#### TASK REQUIREMENTS
Could you output each of the items below, unchanged and in the same order?

■ ■ ■

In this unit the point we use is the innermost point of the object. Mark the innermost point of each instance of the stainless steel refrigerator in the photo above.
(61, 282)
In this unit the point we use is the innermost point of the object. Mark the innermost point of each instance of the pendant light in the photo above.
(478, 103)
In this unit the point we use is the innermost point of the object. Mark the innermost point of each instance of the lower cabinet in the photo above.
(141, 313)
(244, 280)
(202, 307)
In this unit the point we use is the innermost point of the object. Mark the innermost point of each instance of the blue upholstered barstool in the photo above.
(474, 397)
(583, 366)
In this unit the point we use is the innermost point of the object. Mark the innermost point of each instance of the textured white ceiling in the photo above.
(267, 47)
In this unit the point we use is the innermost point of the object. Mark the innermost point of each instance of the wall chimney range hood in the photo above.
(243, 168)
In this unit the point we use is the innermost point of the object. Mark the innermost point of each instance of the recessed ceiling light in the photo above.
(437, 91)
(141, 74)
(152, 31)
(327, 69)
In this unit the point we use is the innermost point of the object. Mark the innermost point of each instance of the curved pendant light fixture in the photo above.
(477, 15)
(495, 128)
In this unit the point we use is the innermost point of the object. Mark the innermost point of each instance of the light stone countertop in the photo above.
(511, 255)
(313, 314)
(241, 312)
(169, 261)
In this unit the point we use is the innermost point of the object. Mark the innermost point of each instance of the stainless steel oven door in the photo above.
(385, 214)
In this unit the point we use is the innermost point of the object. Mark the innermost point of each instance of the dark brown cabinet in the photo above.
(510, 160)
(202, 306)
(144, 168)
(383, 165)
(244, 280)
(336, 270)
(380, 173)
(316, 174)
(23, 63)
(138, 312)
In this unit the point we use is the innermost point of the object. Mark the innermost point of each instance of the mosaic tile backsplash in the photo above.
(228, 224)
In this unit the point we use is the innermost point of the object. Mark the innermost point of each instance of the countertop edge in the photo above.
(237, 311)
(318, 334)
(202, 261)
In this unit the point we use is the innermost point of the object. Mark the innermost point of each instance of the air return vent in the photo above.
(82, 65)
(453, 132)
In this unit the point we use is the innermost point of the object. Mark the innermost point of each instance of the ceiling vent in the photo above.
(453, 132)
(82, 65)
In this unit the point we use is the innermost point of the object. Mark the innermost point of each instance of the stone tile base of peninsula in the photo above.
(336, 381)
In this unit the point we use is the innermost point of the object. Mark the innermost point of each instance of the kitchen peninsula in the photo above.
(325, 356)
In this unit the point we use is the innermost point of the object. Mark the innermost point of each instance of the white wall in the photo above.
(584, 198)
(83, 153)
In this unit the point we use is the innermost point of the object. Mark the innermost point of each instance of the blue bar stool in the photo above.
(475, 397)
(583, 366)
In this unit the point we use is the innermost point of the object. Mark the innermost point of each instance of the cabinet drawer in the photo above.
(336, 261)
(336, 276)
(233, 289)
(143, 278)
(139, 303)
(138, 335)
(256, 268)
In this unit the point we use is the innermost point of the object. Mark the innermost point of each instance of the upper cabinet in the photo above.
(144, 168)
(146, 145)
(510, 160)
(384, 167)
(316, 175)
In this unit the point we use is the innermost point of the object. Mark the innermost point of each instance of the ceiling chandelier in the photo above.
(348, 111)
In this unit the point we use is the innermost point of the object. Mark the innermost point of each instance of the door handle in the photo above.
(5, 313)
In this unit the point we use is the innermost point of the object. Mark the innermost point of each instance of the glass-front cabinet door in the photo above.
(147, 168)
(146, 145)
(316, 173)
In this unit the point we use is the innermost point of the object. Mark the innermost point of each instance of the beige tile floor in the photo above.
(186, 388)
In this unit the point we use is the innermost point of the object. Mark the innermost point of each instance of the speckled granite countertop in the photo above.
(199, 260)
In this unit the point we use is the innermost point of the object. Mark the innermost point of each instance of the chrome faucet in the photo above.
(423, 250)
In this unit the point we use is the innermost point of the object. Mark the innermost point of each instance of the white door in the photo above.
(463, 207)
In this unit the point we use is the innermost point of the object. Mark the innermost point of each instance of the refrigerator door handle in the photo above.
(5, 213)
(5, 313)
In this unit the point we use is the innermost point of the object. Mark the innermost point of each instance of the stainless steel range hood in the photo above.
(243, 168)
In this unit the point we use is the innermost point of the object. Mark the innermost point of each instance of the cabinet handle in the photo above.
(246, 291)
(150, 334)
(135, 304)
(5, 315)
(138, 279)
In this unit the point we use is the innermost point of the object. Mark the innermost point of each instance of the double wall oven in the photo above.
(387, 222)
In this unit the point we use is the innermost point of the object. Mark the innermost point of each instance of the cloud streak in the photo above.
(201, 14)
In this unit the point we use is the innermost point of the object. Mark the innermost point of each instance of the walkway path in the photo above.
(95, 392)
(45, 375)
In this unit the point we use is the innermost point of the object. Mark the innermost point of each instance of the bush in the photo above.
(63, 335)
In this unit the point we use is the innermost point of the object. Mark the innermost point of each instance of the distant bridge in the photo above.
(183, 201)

■ ■ ■

#### FINISHED TASK
In this unit the point we use is the innermost point of the object. Mark the innermost point of each instance of the stainless steel refrigerator in the photo above.
(61, 282)
In this unit the point we use is the innermost point of the object. Mark the innermost point of each instance of the pendant light in the photo above.
(478, 103)
In this unit the point we use is the innermost point of the object. Mark the innermost point of each instance of the lower cabinet in the photo above.
(141, 313)
(244, 280)
(202, 307)
In this unit the point we use is the innermost point of the object. Mark the innermost point of each instance of the blue upholstered barstool in the photo above.
(474, 397)
(583, 366)
In this unit the point we use is the innermost point of the object. Mark the innermost point of each instance of the textured white ceiling in the photo above.
(267, 47)
In this unit the point we use is the innermost point of the object. Mark the innermost point of each instance of the wall chimney range hood in the photo above.
(243, 168)
In this unit the point we use is the innermost point of the object. Mark the innermost point of each instance of the recessed ceiling light in the photo above.
(437, 91)
(141, 74)
(152, 31)
(327, 69)
In this unit the point we use is the innermost point of the object. Mark the innermost point of each instance of the curved pendant light fixture in the photo above.
(477, 15)
(495, 128)
In this unit the point we use is the innermost point of the object. Mark the innermost point of each instance of the light stone countertop in the photo above.
(511, 255)
(313, 314)
(241, 312)
(169, 261)
In this unit the point we use is the innermost point of the object. Mark the innermost point of each instance of the stainless steel oven door in the photo above.
(385, 214)
In this unit the point we use is the innermost point of the object. Mark the innermost point of each instance of the dark brown cabinet in the photo above.
(510, 160)
(202, 306)
(144, 168)
(383, 165)
(244, 280)
(336, 270)
(380, 173)
(316, 174)
(23, 63)
(138, 312)
In this unit the point we use is the innermost point of the object. Mark the innermost point of each instance of the mosaic tile backsplash in the photo above.
(228, 224)
In this unit the point we use is the innermost point of the object. Mark the innermost point of each instance of the countertop edge in the photo above.
(237, 311)
(318, 334)
(202, 261)
In this unit the point we use is the innermost point of the object. Mark the innermost point of each instance of the air return vent in the photo above.
(82, 65)
(453, 132)
In this unit the point we use is the innermost point of the object. Mark the innermost point of each instance of the ceiling vent in the photo above.
(453, 132)
(82, 65)
In this unit the point we use is the innermost point of the object. Mark the innermost point of each instance of the stone tile base of peninsula in the photo above.
(336, 381)
In this unit the point we use is the innermost point of the object. Mark the innermost point of each instance of the kitchen peninsula in the photo above.
(325, 356)
In this unit the point we use is the innermost point of the object. Mark the innermost point of each instance of the white wall in the photo above.
(584, 198)
(83, 153)
In this unit the point we use is the innermost point of the object. Mark the innermost point of each instance of the blue bar stool in the photo above.
(475, 397)
(583, 366)
In this unit the point we use is the innermost point of the object. Mark the innermost point of each instance of the cabinet drawer in the photo above.
(336, 261)
(336, 276)
(233, 289)
(143, 278)
(139, 303)
(138, 335)
(256, 268)
In this unit the point we use is the innermost point of the object. Mark the innermost point of each instance of the upper cabinet in the photo above.
(144, 168)
(146, 145)
(510, 160)
(384, 167)
(316, 175)
In this unit the point we use is the innermost point of the object. Mark the innermost point of each instance of the ceiling chandelier in the photo above.
(348, 111)
In this unit the point we use is the innermost point of the object. Mark the innermost point of each instance of the door handle in the photo above.
(5, 313)
In this unit the point we use is the innermost point of the object. Mark the innermost point of each instance of the glass-front cabinet door in the photo above.
(147, 168)
(146, 145)
(316, 173)
In this unit the point we use is the innermost point of the object. Mark the innermost point of each instance of the beige tile floor in the photo above.
(186, 388)
In this unit the point we use is the innermost point of the object. Mark the innermost point of each instance of the speckled granite countertop in the photo above.
(199, 260)
In this unit the point we use is the innermost point of the object. Mark the innermost point of each instance of the chrome faucet in the photo above.
(423, 250)
In this unit the point we use is the innermost point of the object. Mark the innermost point of each instance of the white door in the photo above.
(463, 207)
In this unit the point we use is the innermost point of the object. Mark the innermost point of each instance of the refrigerator door handle in the photo above.
(5, 213)
(5, 313)
In this unit the point we use is the innermost point of the object. Mark the innermost point of each instance of the stainless steel range hood in the photo above.
(243, 168)
In this unit the point we use is the innermost point of the object. Mark the innermost point of each instance of the cabinet handle in the photo above.
(246, 291)
(150, 334)
(135, 304)
(5, 315)
(138, 279)
In this unit the point we use is the innermost point of the object. Mark the innermost point of each instance of the double wall oven in the photo above.
(387, 222)
In this unit the point we use is the innermost point of the object. Mark the innermost point of each instance of the cloud streak in the photo above.
(201, 14)
In this unit the point we use is the innermost point of the object. Mark the innermost point of each instance of the walkway path in the photo above.
(95, 392)
(45, 375)
In this unit the point we use is the innermost point of the object. Mark the innermost point of each instance of the bush in the photo above.
(63, 335)
In this unit the point we use is the innermost point of the object. Mark the innermost point of each instance of the distant bridge in the photo above.
(183, 201)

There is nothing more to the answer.